**WHAT IS REQUIRED**
Start with the first line of the data and end with the line that holds "positive clicks: (60, 1164)"; write out each one exactly.
++++++++++
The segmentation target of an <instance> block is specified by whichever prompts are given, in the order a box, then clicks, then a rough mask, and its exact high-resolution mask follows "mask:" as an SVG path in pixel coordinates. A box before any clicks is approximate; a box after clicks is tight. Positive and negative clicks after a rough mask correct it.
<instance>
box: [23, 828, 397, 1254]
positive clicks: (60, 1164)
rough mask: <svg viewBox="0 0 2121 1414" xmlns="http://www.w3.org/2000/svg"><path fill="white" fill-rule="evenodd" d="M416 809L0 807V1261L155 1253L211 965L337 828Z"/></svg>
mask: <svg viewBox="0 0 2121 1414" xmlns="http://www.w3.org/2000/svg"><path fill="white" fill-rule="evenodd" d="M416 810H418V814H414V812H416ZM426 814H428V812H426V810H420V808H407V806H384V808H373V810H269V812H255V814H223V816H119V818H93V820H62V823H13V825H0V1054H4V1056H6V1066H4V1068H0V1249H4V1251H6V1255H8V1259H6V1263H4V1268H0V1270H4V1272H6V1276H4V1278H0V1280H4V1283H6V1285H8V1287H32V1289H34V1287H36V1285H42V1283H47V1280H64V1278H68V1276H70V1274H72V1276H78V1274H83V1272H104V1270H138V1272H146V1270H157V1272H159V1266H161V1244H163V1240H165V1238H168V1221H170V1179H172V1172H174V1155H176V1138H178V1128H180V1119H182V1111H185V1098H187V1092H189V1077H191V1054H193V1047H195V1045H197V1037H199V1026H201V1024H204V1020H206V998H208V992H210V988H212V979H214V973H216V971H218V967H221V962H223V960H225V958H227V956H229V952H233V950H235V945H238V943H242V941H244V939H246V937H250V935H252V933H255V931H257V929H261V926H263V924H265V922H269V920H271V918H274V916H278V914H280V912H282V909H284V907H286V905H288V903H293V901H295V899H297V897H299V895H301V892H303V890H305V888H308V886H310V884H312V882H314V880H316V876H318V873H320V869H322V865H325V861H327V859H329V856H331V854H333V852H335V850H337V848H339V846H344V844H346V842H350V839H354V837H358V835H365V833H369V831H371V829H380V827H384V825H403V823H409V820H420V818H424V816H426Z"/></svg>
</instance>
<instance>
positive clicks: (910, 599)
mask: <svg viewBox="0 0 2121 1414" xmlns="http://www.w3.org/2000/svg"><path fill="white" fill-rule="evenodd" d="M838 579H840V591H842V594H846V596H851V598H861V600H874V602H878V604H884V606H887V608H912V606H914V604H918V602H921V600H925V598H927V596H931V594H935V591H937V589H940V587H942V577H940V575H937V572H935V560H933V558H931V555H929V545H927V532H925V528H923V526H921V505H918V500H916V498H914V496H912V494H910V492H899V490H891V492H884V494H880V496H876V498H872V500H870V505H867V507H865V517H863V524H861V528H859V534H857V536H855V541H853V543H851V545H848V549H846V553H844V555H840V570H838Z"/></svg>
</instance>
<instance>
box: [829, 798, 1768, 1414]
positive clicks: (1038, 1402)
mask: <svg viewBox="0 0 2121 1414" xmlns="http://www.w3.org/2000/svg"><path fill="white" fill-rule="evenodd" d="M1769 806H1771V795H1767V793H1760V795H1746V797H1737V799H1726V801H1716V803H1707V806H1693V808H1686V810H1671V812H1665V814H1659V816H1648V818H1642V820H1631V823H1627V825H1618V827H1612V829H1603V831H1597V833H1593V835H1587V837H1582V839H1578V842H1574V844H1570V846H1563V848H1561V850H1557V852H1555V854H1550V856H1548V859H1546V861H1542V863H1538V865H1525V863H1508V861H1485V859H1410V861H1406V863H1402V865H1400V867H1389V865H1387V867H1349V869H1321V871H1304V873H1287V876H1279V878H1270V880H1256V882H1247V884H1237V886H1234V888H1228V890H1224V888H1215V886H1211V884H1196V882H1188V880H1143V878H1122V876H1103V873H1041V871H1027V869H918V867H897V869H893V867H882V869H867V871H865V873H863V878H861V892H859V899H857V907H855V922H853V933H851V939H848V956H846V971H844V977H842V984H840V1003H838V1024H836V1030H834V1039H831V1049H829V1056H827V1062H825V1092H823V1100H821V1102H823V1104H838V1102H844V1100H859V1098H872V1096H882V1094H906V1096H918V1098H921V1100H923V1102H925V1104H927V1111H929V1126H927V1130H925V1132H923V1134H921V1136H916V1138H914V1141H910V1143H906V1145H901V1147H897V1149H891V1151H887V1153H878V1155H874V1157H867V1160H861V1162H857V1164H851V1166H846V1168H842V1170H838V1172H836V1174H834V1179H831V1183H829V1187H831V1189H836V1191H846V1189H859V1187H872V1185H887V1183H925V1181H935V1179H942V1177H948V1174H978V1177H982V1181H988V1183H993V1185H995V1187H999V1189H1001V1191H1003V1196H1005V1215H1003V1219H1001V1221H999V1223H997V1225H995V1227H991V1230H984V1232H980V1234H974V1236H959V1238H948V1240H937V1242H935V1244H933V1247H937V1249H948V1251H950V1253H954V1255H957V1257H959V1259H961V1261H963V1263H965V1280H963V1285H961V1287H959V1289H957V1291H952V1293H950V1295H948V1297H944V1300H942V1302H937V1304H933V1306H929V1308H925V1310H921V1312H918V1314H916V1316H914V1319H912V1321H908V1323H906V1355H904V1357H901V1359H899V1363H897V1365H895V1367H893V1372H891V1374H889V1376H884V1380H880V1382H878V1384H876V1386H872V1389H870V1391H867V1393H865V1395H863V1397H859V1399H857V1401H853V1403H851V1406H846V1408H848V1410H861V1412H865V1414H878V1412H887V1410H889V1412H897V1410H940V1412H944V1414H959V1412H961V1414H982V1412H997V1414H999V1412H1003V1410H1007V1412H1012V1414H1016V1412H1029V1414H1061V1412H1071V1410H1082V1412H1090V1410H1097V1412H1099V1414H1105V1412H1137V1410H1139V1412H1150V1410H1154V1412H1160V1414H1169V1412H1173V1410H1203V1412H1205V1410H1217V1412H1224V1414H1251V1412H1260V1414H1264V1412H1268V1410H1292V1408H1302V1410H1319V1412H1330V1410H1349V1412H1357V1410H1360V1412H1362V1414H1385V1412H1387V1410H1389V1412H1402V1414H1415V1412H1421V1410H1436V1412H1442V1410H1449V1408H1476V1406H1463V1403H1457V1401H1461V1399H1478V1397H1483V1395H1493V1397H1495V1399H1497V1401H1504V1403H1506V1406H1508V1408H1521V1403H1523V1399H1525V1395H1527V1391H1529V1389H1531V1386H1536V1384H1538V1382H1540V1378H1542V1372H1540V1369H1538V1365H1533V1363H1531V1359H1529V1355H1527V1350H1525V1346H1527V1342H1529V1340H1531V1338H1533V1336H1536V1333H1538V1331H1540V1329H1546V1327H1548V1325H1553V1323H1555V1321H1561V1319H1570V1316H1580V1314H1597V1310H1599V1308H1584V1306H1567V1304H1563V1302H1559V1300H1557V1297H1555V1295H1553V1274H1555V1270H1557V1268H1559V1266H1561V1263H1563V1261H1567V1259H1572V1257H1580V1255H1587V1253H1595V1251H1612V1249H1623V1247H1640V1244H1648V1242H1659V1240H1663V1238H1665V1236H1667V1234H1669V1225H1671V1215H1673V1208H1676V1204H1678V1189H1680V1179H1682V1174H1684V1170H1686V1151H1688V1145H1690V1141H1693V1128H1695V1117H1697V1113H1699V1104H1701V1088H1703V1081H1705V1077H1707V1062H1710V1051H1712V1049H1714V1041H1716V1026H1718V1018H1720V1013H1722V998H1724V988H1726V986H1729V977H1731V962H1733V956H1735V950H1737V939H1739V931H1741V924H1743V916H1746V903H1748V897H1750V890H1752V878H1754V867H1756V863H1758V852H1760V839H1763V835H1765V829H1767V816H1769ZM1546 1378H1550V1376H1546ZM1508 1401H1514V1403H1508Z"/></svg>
++++++++++
**WRITTEN RESPONSE**
The segmentation target of an <instance> block is specified by whichever prompts are given, in the order a box, then clicks, then a rough mask, and its exact high-resolution mask follows "mask:" as an SVG path in pixel coordinates. A box before any clicks is approximate; a box after clicks is tight. Positive and negative clicks after a rough mask correct it.
<instance>
box: [23, 828, 397, 1254]
positive clicks: (60, 1164)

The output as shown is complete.